> Instruction: Arrange every one of the rows below as a numbered list, omitting any blank lines.
***** Task data
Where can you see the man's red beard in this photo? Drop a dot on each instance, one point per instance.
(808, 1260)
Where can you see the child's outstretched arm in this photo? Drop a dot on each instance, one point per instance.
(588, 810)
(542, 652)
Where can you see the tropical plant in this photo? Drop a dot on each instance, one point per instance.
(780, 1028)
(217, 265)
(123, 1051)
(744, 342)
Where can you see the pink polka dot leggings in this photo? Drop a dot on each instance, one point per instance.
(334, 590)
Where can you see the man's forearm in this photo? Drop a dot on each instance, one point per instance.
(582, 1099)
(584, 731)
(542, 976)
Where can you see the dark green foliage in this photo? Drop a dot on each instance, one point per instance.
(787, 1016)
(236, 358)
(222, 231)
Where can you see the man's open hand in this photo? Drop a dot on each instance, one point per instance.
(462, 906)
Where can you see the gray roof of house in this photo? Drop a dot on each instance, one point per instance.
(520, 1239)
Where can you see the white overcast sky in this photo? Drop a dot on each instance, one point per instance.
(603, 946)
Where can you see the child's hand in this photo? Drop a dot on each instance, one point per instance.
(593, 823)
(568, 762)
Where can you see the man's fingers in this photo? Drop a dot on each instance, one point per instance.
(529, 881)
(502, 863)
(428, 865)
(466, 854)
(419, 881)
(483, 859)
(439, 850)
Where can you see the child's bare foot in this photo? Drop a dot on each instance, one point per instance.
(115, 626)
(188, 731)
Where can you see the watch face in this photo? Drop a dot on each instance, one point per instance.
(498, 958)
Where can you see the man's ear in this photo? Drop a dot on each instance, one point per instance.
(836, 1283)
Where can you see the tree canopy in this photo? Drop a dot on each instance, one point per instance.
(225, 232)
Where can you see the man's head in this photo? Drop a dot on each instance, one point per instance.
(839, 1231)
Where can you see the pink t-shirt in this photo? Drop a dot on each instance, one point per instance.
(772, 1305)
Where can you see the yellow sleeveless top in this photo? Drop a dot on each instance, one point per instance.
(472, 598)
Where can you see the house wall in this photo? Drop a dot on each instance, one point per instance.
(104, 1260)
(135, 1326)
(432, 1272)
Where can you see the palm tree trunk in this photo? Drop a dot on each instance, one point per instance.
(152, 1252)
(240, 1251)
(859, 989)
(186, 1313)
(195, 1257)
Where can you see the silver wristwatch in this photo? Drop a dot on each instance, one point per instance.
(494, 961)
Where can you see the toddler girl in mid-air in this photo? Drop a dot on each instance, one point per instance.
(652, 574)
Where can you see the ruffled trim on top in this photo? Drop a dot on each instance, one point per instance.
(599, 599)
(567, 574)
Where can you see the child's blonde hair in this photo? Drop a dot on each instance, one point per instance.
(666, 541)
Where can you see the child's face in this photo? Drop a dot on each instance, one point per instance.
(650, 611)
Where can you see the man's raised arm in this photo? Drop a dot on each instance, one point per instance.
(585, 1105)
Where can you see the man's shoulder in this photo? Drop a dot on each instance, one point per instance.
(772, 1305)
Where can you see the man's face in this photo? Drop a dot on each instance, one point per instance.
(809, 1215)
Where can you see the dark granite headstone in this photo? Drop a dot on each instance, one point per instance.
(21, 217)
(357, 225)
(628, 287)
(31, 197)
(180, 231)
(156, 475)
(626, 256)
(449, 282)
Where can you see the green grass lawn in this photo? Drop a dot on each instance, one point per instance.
**********
> Output of the exercise:
1. Where can you see the man's red beard in this photo? Drop a dot on each instance, one point per instance.
2. (808, 1260)
3. Where can you see the child's outstretched arm in this photo? Drop a dot on each instance, one point per instance.
4. (588, 810)
5. (542, 652)
6. Where can you see the tropical plant in this photo? Drop a dot on each instance, one point per instance.
7. (780, 1028)
8. (217, 265)
9. (123, 1051)
10. (744, 342)
11. Where can you see the pink polka dot leggings in this photo? Drop a dot on each instance, one point per instance.
12. (334, 590)
13. Where can you see the man's forearm in this photo? Drop a dot on each instance, one point per instance.
14. (582, 1099)
15. (584, 731)
16. (542, 976)
17. Where can you see the dark green foliage in this photo? Drop a dot on each instance, one point per instance.
18. (787, 1016)
19. (236, 358)
20. (222, 231)
21. Where can you see the man's open hand in this photo? Drop a dot on each instance, one point per instance.
22. (462, 906)
23. Where can you see the gray roof of house in this photo? Drop a dot on each instance, one point per instance.
24. (520, 1239)
25. Where can you see the white overcast sky in this photo? Drop a dot on each instance, one point per instance.
26. (603, 946)
27. Where can you see the child's hand in this photo? Drop a dot on each instance, one point per instance.
28. (593, 823)
29. (568, 762)
30. Where can you see the man's fingers in this photo? Drop a dot on each instance, one point per instance.
31. (529, 881)
32. (502, 863)
33. (428, 865)
34. (466, 854)
35. (419, 881)
36. (483, 859)
37. (439, 850)
38. Where can you see the child's bare foot in this photo? Drop a dot on each instance, one point per instance.
39. (115, 626)
40. (188, 731)
41. Where can you see the watch face in this photo? Drop a dot on each instance, one point per instance.
42. (498, 958)
43. Where can you see the man's ear in this photo? Drop a dot on each instance, one point per instance.
44. (836, 1283)
45. Where can you see the tree canopy in this photo? Drop a dot on each instance, one point per instance.
46. (225, 232)
47. Where can you see the man's head in this photo? Drop a dot on each instance, one point per instance.
48. (839, 1231)
49. Where can you see the pink t-shirt in this photo? Drop a dot on each instance, one point per instance.
50. (772, 1305)
51. Where can you see the yellow sleeveless top in this photo? Drop a dot on each instance, one point per instance.
52. (472, 598)
53. Where can you see the house wall in this photo? Drop a dot on each instance, one point per instance.
54. (104, 1260)
55. (135, 1326)
56. (432, 1272)
57. Where can you see the palm tree trunk in this photo? Drop a dot on each instance, one point per instance.
58. (152, 1252)
59. (240, 1251)
60. (859, 989)
61. (186, 1313)
62. (195, 1257)
63. Where can you see the silver wristwatch in this photo? Drop a dot on each instance, one point per instance.
64. (494, 961)
65. Where can you see the toddler girl in mid-air in this photo? Drop a dot on each instance, one point per instance.
66. (652, 574)
67. Where can you see the ruffled trim on top in this photo? Drop a dot on each instance, one point per instance.
68. (599, 599)
69. (567, 574)
70. Where can you see the child's blonde hair in this photo? Drop a dot on each instance, one point per instance.
71. (666, 541)
72. Where can you see the child's face in this photo? Drop a dot on each instance, one point per instance.
73. (650, 611)
74. Where can you see the man's raised arm in this photo? Drop a dot on each instance, one point per instance.
75. (585, 1105)
76. Where can you see the man's shoulder in this photo? Drop a dot on each instance, one point per instance.
77. (772, 1305)
78. Where can you see the man's face in this photo? Drop a dot on each instance, one point per instance.
79. (809, 1215)
80. Where can you see the dark granite headstone in this photo? Drop a dot on each instance, one point per instance.
81. (21, 217)
82. (357, 225)
83. (628, 287)
84. (31, 197)
85. (180, 231)
86. (156, 475)
87. (626, 256)
88. (449, 282)
89. Where can you see the green grass lawn in this photo? Drop a dot on each instance, one point per instance.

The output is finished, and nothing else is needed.